→ **Challenge**:
Copy each of the items below word for word, changing nothing.

→ **Given information**:
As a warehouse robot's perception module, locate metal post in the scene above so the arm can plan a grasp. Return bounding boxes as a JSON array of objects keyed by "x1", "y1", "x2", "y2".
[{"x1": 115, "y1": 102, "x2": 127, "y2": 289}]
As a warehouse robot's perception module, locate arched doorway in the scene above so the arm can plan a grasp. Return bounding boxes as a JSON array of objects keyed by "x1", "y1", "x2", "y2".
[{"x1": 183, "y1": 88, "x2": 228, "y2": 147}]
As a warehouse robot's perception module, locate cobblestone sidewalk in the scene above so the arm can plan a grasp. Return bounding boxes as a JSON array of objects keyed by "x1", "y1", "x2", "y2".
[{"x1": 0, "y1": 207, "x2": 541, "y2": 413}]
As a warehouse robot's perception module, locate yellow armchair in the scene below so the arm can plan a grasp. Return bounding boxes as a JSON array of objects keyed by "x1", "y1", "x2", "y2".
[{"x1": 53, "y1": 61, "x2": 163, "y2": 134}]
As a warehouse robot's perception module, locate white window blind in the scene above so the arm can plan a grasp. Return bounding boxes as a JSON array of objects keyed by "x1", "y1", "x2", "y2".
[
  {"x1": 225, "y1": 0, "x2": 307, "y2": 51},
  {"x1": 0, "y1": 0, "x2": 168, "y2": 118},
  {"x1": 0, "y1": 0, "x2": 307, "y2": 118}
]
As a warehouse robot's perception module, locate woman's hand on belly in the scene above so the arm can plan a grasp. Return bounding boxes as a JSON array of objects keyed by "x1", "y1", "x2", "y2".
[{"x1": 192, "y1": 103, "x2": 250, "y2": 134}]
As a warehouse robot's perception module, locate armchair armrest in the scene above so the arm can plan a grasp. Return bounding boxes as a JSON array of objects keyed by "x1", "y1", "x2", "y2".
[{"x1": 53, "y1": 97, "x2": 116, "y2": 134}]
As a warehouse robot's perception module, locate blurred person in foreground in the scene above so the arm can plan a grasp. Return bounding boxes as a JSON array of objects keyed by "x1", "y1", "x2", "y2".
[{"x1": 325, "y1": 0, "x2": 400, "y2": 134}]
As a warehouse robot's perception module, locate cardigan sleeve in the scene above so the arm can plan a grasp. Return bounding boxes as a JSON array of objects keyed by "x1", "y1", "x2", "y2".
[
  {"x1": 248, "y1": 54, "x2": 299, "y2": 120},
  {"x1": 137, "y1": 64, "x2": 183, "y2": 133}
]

→ **Complete response**:
As a warehouse robot's perception module, locate metal post in the scene above so the arm can plan a grasp. Return bounding boxes as a JSON array of objects keyed by "x1", "y1", "x2", "y2".
[{"x1": 115, "y1": 102, "x2": 127, "y2": 289}]
As a warehouse robot's perception module, locate arched doorway in the scene above so the arm can plan a grasp. Return bounding boxes as a JSON array of objects keyed by "x1", "y1", "x2", "y2".
[{"x1": 183, "y1": 88, "x2": 228, "y2": 147}]
As a warehouse robot's perception module, locate cobblestone sidewalk in the scene above so the arm can plan a grasp. Return bounding boxes as a JSON array of objects keyed by "x1", "y1", "x2", "y2".
[{"x1": 0, "y1": 207, "x2": 541, "y2": 413}]
As a warehouse robot's perception module, locate yellow armchair in the scene below so the arm can plan a grasp. Return bounding boxes as a JSON array of objects keyed by "x1", "y1", "x2", "y2".
[{"x1": 53, "y1": 61, "x2": 163, "y2": 134}]
As a warehouse robot's perception module, locate white window blind in the scene above so the arm can plan a grasp. Return bounding boxes as a JSON array of objects keyed by "x1", "y1", "x2", "y2".
[
  {"x1": 225, "y1": 0, "x2": 307, "y2": 51},
  {"x1": 0, "y1": 0, "x2": 168, "y2": 118},
  {"x1": 0, "y1": 0, "x2": 307, "y2": 118}
]
As a warehouse robot's perception module, locate woman's hand on belly in the scene above so the arm can plan a grasp. Return bounding boxes as a JSON array of objects keyed by "x1", "y1", "x2", "y2".
[{"x1": 192, "y1": 103, "x2": 250, "y2": 134}]
As a warehouse robot's perception module, locate armchair armrest in the scene above so the arm can plan a grasp. Return bounding boxes as a JSON array of objects keyed by "x1", "y1", "x2", "y2".
[{"x1": 53, "y1": 97, "x2": 116, "y2": 134}]
As a warehouse robot's perception module, locate blurred person in foreground in the scene above so the arm can plan a grasp. Return bounding boxes as a JSON array of objects keyed by "x1", "y1", "x2", "y2".
[{"x1": 325, "y1": 0, "x2": 400, "y2": 134}]
As a warehouse robot's perception module, locate cardigan sleeve in the scene above so the arm can plan a grasp. Return bounding boxes as a JSON array of objects keyed by "x1", "y1", "x2", "y2".
[
  {"x1": 248, "y1": 54, "x2": 299, "y2": 120},
  {"x1": 137, "y1": 64, "x2": 183, "y2": 133}
]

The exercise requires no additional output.